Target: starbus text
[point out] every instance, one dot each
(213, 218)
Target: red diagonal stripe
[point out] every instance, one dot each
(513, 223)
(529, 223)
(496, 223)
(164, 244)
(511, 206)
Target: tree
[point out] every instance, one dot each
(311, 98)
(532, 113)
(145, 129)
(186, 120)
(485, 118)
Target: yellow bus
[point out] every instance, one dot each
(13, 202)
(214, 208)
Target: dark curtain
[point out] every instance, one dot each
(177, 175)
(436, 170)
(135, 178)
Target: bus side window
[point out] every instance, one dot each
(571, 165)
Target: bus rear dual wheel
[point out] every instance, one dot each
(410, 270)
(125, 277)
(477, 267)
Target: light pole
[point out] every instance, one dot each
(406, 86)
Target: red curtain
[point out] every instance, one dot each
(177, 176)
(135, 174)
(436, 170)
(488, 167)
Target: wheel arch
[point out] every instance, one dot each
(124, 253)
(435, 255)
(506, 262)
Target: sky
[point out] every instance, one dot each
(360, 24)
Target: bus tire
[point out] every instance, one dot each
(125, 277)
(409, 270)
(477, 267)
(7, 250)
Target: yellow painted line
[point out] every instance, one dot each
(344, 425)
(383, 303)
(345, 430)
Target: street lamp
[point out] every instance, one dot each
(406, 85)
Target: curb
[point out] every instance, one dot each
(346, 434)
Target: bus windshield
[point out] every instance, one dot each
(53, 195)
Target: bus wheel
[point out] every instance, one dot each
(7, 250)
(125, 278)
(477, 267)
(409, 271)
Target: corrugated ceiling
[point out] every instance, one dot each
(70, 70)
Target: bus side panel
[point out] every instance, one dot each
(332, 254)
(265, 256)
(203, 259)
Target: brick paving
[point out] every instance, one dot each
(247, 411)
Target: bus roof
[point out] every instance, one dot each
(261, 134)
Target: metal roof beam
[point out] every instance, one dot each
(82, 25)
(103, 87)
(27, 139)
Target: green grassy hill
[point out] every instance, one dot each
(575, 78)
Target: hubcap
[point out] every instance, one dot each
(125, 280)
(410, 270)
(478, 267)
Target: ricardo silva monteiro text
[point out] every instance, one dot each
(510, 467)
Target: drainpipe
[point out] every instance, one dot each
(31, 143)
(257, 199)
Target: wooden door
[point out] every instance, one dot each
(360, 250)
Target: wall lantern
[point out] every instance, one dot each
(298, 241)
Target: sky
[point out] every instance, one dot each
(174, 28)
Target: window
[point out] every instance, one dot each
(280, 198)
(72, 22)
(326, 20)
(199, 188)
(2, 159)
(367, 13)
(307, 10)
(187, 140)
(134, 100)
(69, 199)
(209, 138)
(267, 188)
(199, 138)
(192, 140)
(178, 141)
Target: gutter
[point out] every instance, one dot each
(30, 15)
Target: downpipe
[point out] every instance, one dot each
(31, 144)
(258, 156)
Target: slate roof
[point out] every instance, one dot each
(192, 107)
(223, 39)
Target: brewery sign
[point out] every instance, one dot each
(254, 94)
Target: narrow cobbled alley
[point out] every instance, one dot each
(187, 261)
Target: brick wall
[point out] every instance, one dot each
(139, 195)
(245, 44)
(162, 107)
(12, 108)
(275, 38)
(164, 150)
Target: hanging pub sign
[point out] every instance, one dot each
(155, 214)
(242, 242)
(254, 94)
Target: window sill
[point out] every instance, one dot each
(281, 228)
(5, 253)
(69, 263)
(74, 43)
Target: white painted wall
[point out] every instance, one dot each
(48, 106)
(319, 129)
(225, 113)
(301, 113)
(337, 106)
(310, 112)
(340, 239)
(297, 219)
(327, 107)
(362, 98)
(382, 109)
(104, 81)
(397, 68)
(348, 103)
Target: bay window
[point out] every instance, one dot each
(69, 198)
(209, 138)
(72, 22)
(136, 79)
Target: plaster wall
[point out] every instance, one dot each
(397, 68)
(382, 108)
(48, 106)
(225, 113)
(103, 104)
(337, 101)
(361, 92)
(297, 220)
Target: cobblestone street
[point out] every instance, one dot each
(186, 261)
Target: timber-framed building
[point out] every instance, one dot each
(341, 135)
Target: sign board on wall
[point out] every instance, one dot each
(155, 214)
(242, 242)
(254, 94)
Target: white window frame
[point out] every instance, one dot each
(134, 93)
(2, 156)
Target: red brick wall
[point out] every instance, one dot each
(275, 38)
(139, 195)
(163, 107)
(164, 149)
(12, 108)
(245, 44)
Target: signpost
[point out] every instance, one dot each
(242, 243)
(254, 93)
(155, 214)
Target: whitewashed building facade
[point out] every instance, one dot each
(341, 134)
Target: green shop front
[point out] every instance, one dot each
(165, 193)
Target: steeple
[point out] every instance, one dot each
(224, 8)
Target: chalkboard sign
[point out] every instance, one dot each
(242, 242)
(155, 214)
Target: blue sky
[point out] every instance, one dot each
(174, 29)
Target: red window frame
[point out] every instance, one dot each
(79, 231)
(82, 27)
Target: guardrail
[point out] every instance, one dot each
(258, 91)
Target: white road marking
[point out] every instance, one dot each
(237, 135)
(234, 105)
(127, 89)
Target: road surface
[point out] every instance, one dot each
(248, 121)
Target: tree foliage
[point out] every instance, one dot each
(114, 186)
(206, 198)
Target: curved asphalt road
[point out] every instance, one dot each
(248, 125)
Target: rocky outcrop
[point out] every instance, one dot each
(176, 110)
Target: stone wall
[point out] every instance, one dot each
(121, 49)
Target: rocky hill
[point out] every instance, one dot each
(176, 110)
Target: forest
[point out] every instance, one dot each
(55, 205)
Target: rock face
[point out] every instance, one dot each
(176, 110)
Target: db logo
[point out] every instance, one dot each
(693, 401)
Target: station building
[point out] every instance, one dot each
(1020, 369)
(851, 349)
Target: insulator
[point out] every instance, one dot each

++++++

(How to complete this task):
Would you output the material above once more, exactly as given?

(Response to this task):
Target: starbus text
[point out] every instance, one dot each
(213, 218)
Target: red diagonal stripe
[point out] every instance, one dot each
(513, 223)
(529, 223)
(496, 223)
(164, 244)
(511, 206)
Target: tree
[point out] every instance, one dot each
(311, 98)
(532, 113)
(145, 129)
(186, 120)
(485, 118)
Target: yellow bus
[point out] every instance, one dot each
(13, 202)
(214, 208)
Target: dark curtain
[point out] every instance, one dot each
(177, 175)
(436, 170)
(135, 178)
Target: bus side window
[point out] every instance, one dot each
(571, 165)
Target: bus rear dual wheel
[point out] every instance, one dot each
(410, 270)
(125, 277)
(477, 267)
Target: light pole
[point out] every instance, one dot each
(406, 86)
Target: red curtain
[point out] every instance, one dot each
(177, 176)
(135, 174)
(436, 170)
(488, 167)
Target: wheel arch
[point out] every instance, one dot each
(124, 253)
(435, 255)
(506, 262)
Target: sky
[point out] every instance, one dot each
(360, 24)
Target: bus tire
[point out] every instance, one dot each
(125, 277)
(409, 270)
(477, 267)
(7, 250)
Target: yellow painted line
[point out] every instance, one dot each
(344, 425)
(383, 303)
(345, 430)
Target: street lamp
[point out] every instance, one dot each
(406, 85)
Target: curb
[point out] every instance, one dot each
(346, 434)
Target: bus windshield
[point out] every instance, one dot each
(53, 195)
Target: bus wheel
[point out] every instance, one dot each
(7, 250)
(125, 278)
(477, 267)
(409, 271)
Target: corrugated ceiling
[point out] every instance, one dot each
(70, 70)
Target: bus side panel
[point out] every instance, one dot each
(332, 254)
(265, 256)
(203, 259)
Target: brick paving
[point out] every instance, one dot each
(247, 411)
Target: bus roof
[point out] every instance, one dot each
(261, 134)
Target: metal roof beam
[point out] every instance, one dot each
(82, 25)
(103, 87)
(27, 139)
Target: green grassy hill
[point out] every instance, one dot each
(575, 78)
Target: hubcap
[point out] every instance, one dot each
(125, 280)
(410, 270)
(478, 267)
Target: ricardo silva monteiro text
[point out] every instance, one dot each
(510, 467)
Target: drainpipe
[point out] every instance, one dot each
(31, 143)
(257, 199)
Target: wooden door
[point out] every instance, one dot each
(360, 250)
Target: wall lantern
[point out] every instance, one dot each
(298, 241)
Target: sky
[point out] every instance, one dot each
(174, 28)
Target: window
[point out] every instance, one dot each
(280, 198)
(72, 22)
(326, 20)
(199, 188)
(2, 159)
(367, 13)
(307, 10)
(187, 140)
(134, 100)
(69, 199)
(209, 138)
(267, 188)
(199, 138)
(192, 140)
(178, 141)
Target: gutter
[point out] every instance, one dot each
(30, 15)
Target: downpipe
[point out] every instance, one dot each
(31, 144)
(258, 156)
Target: slate roof
[point out] every instance, one dot each
(192, 107)
(223, 39)
Target: brewery sign
[point out] every instance, one dot each
(254, 94)
Target: narrow cobbled alley
[point out] every instance, one dot each
(187, 261)
Target: brick wall
[point out] every instance, one dot each
(139, 195)
(245, 44)
(162, 107)
(12, 108)
(275, 38)
(164, 150)
Target: hanging pub sign
[point out] every instance, one dot each
(155, 214)
(242, 242)
(254, 94)
Target: window sill
[point out] every instance, one dot each
(281, 228)
(5, 253)
(69, 263)
(74, 43)
Target: white painted wall
[point out] every instance, one dot each
(48, 106)
(319, 129)
(225, 113)
(301, 113)
(337, 106)
(310, 112)
(340, 239)
(297, 219)
(327, 107)
(362, 98)
(382, 109)
(104, 81)
(397, 68)
(348, 103)
Target: bay window
[point out] every instance, one dot each
(69, 198)
(209, 138)
(72, 22)
(136, 79)
Target: plaster wall
[point out] every instance, one dot each
(397, 68)
(382, 108)
(48, 106)
(225, 113)
(103, 104)
(337, 101)
(361, 92)
(297, 220)
Target: cobblestone street
[point out] every instance, one dot each
(186, 261)
Target: timber-framed building
[point out] every instance, one dot each
(341, 135)
Target: sign board on wall
[point out] every instance, one dot each
(155, 214)
(242, 242)
(254, 94)
Target: white window frame
[point out] every instance, one dot each
(134, 93)
(2, 156)
Target: red brick wall
[point out] every instance, one dot each
(275, 38)
(139, 195)
(163, 107)
(164, 149)
(12, 108)
(245, 44)
Target: signpost
[point out] every instance, one dot each
(242, 243)
(254, 93)
(155, 214)
Target: whitewashed building facade
[point out] every instance, one dot each
(341, 134)
Target: green shop front
[point out] every instance, one dot each
(165, 193)
Target: steeple
[point out] every instance, one dot each
(224, 8)
Target: chalkboard sign
[point out] every instance, one dot each
(242, 242)
(155, 214)
Target: blue sky
[point out] every instance, one dot each
(174, 29)
Target: red window frame
[point out] every instance, one dot each
(79, 231)
(82, 27)
Target: guardrail
[point out] every instance, one dot each
(258, 91)
Target: white road marking
[point out] every instance, one dot each
(237, 135)
(234, 105)
(127, 89)
Target: road surface
[point out] every instance, one dot each
(248, 121)
Target: tree foliage
[point out] every instance, one dot each
(114, 186)
(206, 198)
Target: curved asphalt road
[point out] every instance, one dot each
(248, 125)
Target: rocky outcrop
[point out] every instance, one dot each
(176, 110)
Target: stone wall
[point out] every instance, one dot each
(121, 49)
Target: rocky hill
[point out] every instance, one dot each
(176, 110)
Target: forest
[point out] every instance, one dot each
(55, 205)
Target: rock face
[point out] every instance, one dot each
(176, 110)
Target: db logo
[point out] every instance, one dot each
(693, 401)
Target: station building
[point out] every instance, one dot each
(1020, 369)
(851, 349)
Target: insulator
[point out] every instance, one dot each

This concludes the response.